____ Material for this exercise

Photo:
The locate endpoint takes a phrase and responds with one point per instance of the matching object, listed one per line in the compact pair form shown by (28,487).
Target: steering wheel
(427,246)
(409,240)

________

The response must be an exact reproduction of all the entries.

▶ **Problem solution**:
Photo:
The locate endpoint takes a phrase and responds with one point per instance of the matching object, listed one per line in the compact pair form shown by (28,487).
Target: steering wheel
(427,246)
(409,240)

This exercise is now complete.